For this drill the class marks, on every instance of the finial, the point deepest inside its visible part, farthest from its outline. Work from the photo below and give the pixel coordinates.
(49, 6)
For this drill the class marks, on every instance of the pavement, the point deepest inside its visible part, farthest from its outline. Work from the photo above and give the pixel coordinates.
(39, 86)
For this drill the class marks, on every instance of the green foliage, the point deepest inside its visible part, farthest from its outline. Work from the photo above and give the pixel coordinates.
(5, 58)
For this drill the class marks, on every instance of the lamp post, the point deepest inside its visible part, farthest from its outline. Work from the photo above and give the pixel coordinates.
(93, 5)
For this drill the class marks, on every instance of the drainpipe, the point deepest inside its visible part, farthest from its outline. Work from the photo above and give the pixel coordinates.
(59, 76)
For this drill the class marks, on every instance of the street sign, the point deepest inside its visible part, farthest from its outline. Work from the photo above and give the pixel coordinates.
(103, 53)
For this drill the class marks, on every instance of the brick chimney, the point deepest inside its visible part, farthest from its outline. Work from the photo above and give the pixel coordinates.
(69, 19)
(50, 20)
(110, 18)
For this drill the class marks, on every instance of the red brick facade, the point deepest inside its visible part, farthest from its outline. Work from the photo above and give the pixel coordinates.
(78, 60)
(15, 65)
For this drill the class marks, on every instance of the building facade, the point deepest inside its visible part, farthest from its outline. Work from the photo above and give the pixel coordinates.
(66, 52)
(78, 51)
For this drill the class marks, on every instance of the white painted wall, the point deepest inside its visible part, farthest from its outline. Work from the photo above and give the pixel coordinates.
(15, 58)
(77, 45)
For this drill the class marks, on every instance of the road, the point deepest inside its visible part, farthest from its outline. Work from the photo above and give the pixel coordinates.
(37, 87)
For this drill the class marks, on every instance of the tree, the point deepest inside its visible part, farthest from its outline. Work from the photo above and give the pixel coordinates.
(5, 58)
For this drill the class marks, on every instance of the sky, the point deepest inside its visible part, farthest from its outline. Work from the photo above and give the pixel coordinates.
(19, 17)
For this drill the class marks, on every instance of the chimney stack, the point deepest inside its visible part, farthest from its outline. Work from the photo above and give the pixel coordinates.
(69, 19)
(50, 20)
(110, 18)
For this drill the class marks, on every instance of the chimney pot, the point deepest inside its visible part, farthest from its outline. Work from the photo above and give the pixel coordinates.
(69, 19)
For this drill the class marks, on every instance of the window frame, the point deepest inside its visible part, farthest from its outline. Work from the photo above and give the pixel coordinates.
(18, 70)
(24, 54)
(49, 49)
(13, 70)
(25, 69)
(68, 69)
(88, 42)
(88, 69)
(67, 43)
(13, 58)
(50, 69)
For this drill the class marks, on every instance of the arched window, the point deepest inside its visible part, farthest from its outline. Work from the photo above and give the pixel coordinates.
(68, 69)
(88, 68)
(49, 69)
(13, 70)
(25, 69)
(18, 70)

______________________________

Word for word, return the entire listing above.

WRITTEN RESPONSE:
For this drill the class marks, on every instance of the finial, the point deepest inside its visible part, farthest from its outline. Work from the photo below and give the pixel coordinates.
(49, 6)
For this drill the class marks, on every instance of the pavement, the point deepest inside its visible part, farthest from its outline. Work from the photo above and give the pixel coordinates.
(39, 86)
For this drill the class marks, on every instance of the green foliage, the point deepest inside its visible part, farthest from its outline. Work from the photo above and give the pixel coordinates.
(5, 58)
For this drill the class marks, on every instance of the lamp post, the point deepest inside its visible part, farthest from its outline. Work from the photo above and give the pixel coordinates.
(93, 5)
For this drill the class marks, on every instance of the drainpipe, the point deepest inside its visible part, farthest from its outline. Work from the photo above and give the pixel coordinates.
(59, 76)
For this drill the class marks, on every instance of the street sign, the point deepest inside its visible part, farthest from its outline. Work from the photo above and give the pixel coordinates.
(103, 53)
For this drill the class marks, on every instance of the brick chimney, the point deepest inside its visible part, farthest from its outline. Work from the photo above and give the pixel coordinates.
(69, 19)
(50, 20)
(110, 18)
For this drill the class marks, on every instance of the red brick facade, the point deepest inside its visible part, farthest from its outline. Work from the photo above and give the pixel coordinates.
(78, 60)
(15, 65)
For this drill the class marks, on every instance of the building facade, the point deepest inside its visible part, farthest from its outline. Work from the photo above and give the pixel coordinates.
(66, 52)
(78, 51)
For this drill the class marks, on every instance of the white painted wall, the point deepest inside its visible part, farthest from its outline. Work from the photo above and give the pixel coordinates.
(15, 58)
(77, 45)
For this drill the class marks, on every instance of the road, the point deepest inside its visible part, farthest from its outline. Work from the photo above and give the pixel coordinates.
(37, 87)
For this drill the class marks, on every instance of the tree, the point deepest inside its visible part, farthest from its outline. Work from the photo above and give the pixel coordinates.
(5, 58)
For this drill the class marks, on every instance of the sky, the point deepest inside its visible part, farthest from its outline. Work from the photo above and give the pixel coordinates.
(19, 17)
For this drill the class marks, on every instance of the chimney stack, the point deepest inside its visible part, farthest from its outline. Work from the photo above and give the pixel coordinates.
(69, 19)
(50, 20)
(110, 18)
For this drill the class marks, on every instance of the chimney pot, the point deepest inside its visible part, farthest from its outline. Work from the photo above and give the pixel coordinates.
(69, 19)
For this drill the class marks, on every instance of the window frame, the point deepest inside its visible part, farthest from its outline. Work from the photo above and give the pixel coordinates.
(18, 70)
(24, 54)
(49, 49)
(13, 70)
(25, 69)
(68, 69)
(88, 42)
(88, 69)
(67, 43)
(13, 58)
(50, 69)
For this drill the class marks, on every instance of the arched window, the point deepest inside its visible part, farthest from its outline. Work from the photo above and give the pixel coordinates.
(68, 69)
(88, 68)
(49, 69)
(13, 70)
(25, 69)
(18, 70)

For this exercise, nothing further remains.